## Description of the task
Write the material out again, line by line, exactly as it is.

++++ Data rows ++++

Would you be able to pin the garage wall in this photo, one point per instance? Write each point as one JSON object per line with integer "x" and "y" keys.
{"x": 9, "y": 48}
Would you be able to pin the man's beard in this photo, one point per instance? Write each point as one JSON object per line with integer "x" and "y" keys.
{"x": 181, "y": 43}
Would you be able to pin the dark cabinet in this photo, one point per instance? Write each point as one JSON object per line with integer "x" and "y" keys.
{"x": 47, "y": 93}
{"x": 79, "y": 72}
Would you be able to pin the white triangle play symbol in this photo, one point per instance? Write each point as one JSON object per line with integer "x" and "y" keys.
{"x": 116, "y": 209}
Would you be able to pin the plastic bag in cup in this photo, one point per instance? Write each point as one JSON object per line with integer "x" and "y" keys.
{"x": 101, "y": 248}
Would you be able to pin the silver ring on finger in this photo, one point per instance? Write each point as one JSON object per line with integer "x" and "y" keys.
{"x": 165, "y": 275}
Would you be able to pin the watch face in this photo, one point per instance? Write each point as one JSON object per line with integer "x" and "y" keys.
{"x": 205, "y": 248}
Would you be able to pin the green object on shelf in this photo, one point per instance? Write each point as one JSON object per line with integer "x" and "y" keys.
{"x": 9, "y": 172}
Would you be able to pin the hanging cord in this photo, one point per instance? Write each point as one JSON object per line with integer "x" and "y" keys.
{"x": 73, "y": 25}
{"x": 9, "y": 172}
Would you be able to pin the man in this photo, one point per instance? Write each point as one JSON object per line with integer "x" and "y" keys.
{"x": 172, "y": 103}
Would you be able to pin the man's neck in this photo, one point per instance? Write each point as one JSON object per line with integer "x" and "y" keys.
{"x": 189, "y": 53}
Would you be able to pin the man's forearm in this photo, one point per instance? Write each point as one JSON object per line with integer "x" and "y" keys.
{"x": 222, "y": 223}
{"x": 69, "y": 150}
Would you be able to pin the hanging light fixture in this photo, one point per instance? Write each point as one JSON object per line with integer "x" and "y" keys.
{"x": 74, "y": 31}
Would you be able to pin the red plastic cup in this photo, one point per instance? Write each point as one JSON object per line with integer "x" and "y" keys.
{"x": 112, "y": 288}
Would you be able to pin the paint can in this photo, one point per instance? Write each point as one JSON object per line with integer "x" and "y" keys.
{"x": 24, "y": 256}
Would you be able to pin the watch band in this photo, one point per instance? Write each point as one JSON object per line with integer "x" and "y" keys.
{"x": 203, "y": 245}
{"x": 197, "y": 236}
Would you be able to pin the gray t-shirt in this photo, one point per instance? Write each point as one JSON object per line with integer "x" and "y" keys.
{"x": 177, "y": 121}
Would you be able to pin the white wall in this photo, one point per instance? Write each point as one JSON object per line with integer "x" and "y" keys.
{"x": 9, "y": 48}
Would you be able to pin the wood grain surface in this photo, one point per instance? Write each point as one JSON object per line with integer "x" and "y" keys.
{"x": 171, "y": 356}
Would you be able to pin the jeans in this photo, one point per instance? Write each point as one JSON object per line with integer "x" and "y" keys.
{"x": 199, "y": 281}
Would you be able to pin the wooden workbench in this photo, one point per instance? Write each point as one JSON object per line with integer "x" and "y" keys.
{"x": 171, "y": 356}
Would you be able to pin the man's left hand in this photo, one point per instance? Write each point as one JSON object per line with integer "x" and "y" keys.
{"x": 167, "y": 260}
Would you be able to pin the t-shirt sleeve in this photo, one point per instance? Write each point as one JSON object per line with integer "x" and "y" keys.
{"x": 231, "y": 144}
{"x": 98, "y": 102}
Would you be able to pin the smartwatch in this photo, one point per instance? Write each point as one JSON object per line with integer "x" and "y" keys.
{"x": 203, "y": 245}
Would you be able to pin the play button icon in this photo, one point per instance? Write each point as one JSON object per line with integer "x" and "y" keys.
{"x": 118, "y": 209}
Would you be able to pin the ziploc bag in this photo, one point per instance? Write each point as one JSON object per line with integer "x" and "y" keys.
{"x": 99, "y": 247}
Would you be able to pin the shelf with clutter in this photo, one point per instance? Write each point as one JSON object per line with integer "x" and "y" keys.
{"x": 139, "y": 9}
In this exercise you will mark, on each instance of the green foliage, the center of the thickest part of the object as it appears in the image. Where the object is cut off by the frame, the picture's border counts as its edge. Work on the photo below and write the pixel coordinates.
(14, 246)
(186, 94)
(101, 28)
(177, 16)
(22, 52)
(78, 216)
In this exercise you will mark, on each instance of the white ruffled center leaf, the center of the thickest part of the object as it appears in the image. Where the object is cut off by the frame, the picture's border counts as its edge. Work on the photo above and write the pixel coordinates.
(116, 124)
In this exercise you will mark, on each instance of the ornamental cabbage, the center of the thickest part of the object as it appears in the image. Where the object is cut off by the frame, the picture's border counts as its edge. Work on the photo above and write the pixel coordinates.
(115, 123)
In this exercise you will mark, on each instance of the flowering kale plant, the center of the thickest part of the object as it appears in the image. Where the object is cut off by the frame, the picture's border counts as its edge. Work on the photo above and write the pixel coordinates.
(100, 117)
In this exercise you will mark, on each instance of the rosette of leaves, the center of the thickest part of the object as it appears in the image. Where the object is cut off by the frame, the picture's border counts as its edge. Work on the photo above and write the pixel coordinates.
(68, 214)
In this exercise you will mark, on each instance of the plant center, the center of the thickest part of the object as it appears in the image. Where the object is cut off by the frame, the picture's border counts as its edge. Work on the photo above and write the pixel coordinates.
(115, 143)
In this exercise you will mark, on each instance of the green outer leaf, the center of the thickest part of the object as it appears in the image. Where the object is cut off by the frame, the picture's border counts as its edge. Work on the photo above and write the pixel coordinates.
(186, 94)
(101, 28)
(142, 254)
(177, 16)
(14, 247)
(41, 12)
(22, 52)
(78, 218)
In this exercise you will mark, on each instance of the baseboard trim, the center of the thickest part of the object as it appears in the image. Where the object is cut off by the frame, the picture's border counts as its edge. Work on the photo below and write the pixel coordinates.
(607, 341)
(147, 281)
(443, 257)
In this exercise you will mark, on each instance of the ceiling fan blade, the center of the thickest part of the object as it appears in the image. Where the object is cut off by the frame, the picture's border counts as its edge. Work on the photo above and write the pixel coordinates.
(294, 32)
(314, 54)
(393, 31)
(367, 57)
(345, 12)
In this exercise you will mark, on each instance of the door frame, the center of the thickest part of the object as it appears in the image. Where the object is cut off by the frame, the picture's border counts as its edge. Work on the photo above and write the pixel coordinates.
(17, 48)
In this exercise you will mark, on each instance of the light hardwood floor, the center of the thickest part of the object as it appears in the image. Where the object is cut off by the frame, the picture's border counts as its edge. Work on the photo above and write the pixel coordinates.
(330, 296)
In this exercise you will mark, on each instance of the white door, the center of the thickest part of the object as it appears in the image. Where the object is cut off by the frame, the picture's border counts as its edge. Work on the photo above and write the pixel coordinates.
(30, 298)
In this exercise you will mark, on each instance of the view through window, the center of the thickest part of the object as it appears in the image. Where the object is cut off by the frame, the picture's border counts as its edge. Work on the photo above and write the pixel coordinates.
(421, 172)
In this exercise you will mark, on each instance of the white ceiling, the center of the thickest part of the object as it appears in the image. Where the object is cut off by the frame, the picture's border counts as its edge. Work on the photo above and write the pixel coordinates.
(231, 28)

++++

## Written reply
Would you be able to pin the garage wall in this photo, one point per instance? Write each point as one JSON object per line with integer "x" and "y" keys.
{"x": 9, "y": 48}
Would you be able to pin the man's beard in this photo, one point per instance? Write each point as one JSON object per line with integer "x" and "y" keys.
{"x": 181, "y": 43}
Would you be able to pin the dark cabinet in this photo, one point per instance? Write each point as one JSON object per line with integer "x" and "y" keys.
{"x": 47, "y": 93}
{"x": 79, "y": 72}
Would you be able to pin the white triangle play symbol in this photo, one point per instance? Write each point as one JSON object per line with integer "x" and "y" keys.
{"x": 116, "y": 209}
Would you be able to pin the plastic bag in cup in this photo, one point per instance? Write each point as one JSON object per line with integer "x" and "y" keys.
{"x": 101, "y": 248}
Would you be able to pin the silver ring on finger in this photo, one point per instance? Write each point as one JSON object per line with integer "x" and "y" keys.
{"x": 165, "y": 275}
Would you be able to pin the watch face in this photo, one point per instance? Write each point as one JSON object per line with integer "x" and "y" keys.
{"x": 205, "y": 248}
Would you be able to pin the green object on shelf in this photo, one point per instance? Write each point as one JSON object per line with integer "x" and "y" keys.
{"x": 9, "y": 172}
Would you be able to pin the hanging cord in this photo, one point per instance? Write each point as one JSON object per line with integer "x" and "y" keys.
{"x": 73, "y": 25}
{"x": 9, "y": 172}
Would you be able to pin the man in this photo, one point per instance? Write each point as one JSON object per line with integer "x" and "y" keys.
{"x": 172, "y": 103}
Would you be able to pin the man's neck in this photo, one point per instance? Write each point as one JSON object per line with integer "x" and "y" keys.
{"x": 189, "y": 53}
Would you be able to pin the man's forearm in this photo, one point per instance? Write each point as one JSON object per line with integer "x" and "y" keys.
{"x": 222, "y": 223}
{"x": 69, "y": 150}
Would you be able to pin the hanging light fixture in this photo, one point per instance? Write each point as one JSON object per line with integer "x" and "y" keys.
{"x": 74, "y": 31}
Would you be able to pin the red plastic cup in this photo, one point per instance? Write each point as one JSON object per line with integer "x" and "y" keys.
{"x": 112, "y": 288}
Would you be able to pin the paint can in this photo, one point per instance? Write each point as one JSON object per line with integer "x" and "y" keys.
{"x": 24, "y": 256}
Would you be able to pin the watch band in this photo, one point per instance? Write each point as one JSON object per line with integer "x" and "y" keys.
{"x": 203, "y": 245}
{"x": 197, "y": 236}
Would you be able to pin the gray t-shirt in this photo, one point per instance? Write each point as one JSON object per line with integer "x" and "y" keys.
{"x": 177, "y": 121}
Would you be able to pin the white wall in this photo, one point per instance? Write each point as one JSON object per line with integer "x" and "y" keys.
{"x": 9, "y": 48}
Would you be able to pin the wood grain surface in this photo, one point per instance? Write each point as one JSON object per line with integer "x" and "y" keys.
{"x": 171, "y": 356}
Would you be able to pin the jeans in this photo, one point per instance? Write each point as one JSON object per line with integer "x" and "y" keys.
{"x": 199, "y": 281}
Would you be able to pin the wooden workbench in this photo, one point per instance? Write each point as one JSON object per line with integer "x" and "y" keys.
{"x": 171, "y": 356}
Would you be able to pin the man's left hand in this photo, one point per instance? Write each point as one JSON object per line with integer "x" and "y" keys.
{"x": 167, "y": 260}
Would you be able to pin the t-shirt sleeve in this photo, one point per instance? Write each point as one JSON object per line with integer "x" and "y" keys.
{"x": 231, "y": 144}
{"x": 98, "y": 102}
Would you be able to pin the smartwatch in this photo, one point per instance? Write each point as one JSON object per line with integer "x" and "y" keys.
{"x": 203, "y": 245}
Would you be able to pin the play button icon in this photo, one point per instance? Write each point as one JSON object per line with integer "x" and "y" keys.
{"x": 118, "y": 209}
Would you be able to pin the ziploc bag in this photo, one point per instance? Write each point as one JSON object per line with integer "x" and "y" keys.
{"x": 99, "y": 247}
Would you be able to pin the shelf with clutter in this photo, one point per instance? Write each point as one JSON object per line with integer "x" and "y" keys.
{"x": 139, "y": 9}
In this exercise you will mark, on each instance of the green foliage, the center of the thickest part of the object as it appears in the image. Where the object is cut off by the frame, the picture's border counts as its edge. Work on the photo below and write the pixel coordinates.
(14, 246)
(186, 94)
(101, 28)
(177, 16)
(22, 52)
(78, 216)
In this exercise you will mark, on each instance of the white ruffled center leaf, the center of the thickest part of the object as it appears in the image. Where the object is cut off by the frame, the picture's border counts as its edge. Work on the photo above and write the pixel coordinates.
(116, 124)
In this exercise you will mark, on each instance of the ornamental cabbage, the center of the thickest part of the object as it appears in the image. Where the object is cut off by the frame, the picture's border counts as its edge. Work on the photo above and write the pixel coordinates.
(115, 123)
In this exercise you will mark, on each instance of the flowering kale plant, the center of the thickest part of the object as it appears in the image. Where the object is cut off by the frame, the picture's border counts as its edge. Work on the photo above and write the pixel coordinates.
(100, 117)
In this exercise you will mark, on each instance of the rosette of leaves, the center of the thickest part of the object as it appears in the image. Where the object is cut off by the frame, the picture's border counts as its edge. Work on the photo above and write the pixel coordinates.
(68, 214)
In this exercise you will mark, on each instance of the plant center, the center of the thickest part of the object as it appears in the image. Where the object is cut off by the frame, the picture's border counts as its edge. Work on the photo above and write the pixel coordinates.
(115, 143)
In this exercise you will mark, on each instance of the green outer leaf, the center of the thickest part of the object as it appears in the image. Where the object is cut off by the frame, the picture's border counts as its edge. Work on the photo above and write the pixel coordinates.
(186, 94)
(101, 28)
(142, 254)
(177, 16)
(14, 247)
(41, 12)
(22, 52)
(78, 218)
In this exercise you will mark, on each instance of the baseboard trim, the center of the thickest part of the object as it appears in the image. Where the object is cut off by the frame, the picture's border counts as its edge. Work on the photo below and write the pixel coordinates.
(607, 341)
(147, 281)
(443, 257)
In this exercise you will mark, on each instance of the ceiling fan blade, the center of the thickest part of the object as it appears in the image. Where the object is cut off by the frame, the picture's border counts as its edge. Work on the photo above and write the pixel coordinates.
(294, 32)
(314, 54)
(393, 31)
(367, 57)
(345, 12)
In this exercise you will mark, on each instance of the door frame, the center of the thickest part of the object as it appears in the image. Where the object is cut off by the frame, the picture's border counts as its edge. Work on the photo above and write the pixel coordinates.
(17, 48)
In this exercise you will mark, on each instance of the light hardwood floor, the center of the thickest part of the object as it appears in the image. Where the object is cut off by the frame, the picture's border counts as its edge. Work on the photo above and write the pixel coordinates.
(330, 296)
In this exercise you will mark, on each instance of the white door, the center of the thickest part of the object as it appears in the image. Where the object is cut off by the frame, the picture's border counts as its edge. Work on the photo above and write the pixel coordinates.
(30, 298)
In this exercise you will mark, on each instance of the view through window, the center of the thickest part of the object as it appears in the image. Where the object is cut off by the frame, the picture's border counts as its edge. Work on the photo above and write the pixel coordinates.
(421, 172)
In this exercise you will mark, on each instance of the white ceiling, the center of the thickest part of the object as it appears in the image. Where the object is cut off by the frame, the picture's border counts as its edge. Work on the photo above and write the pixel coordinates.
(231, 28)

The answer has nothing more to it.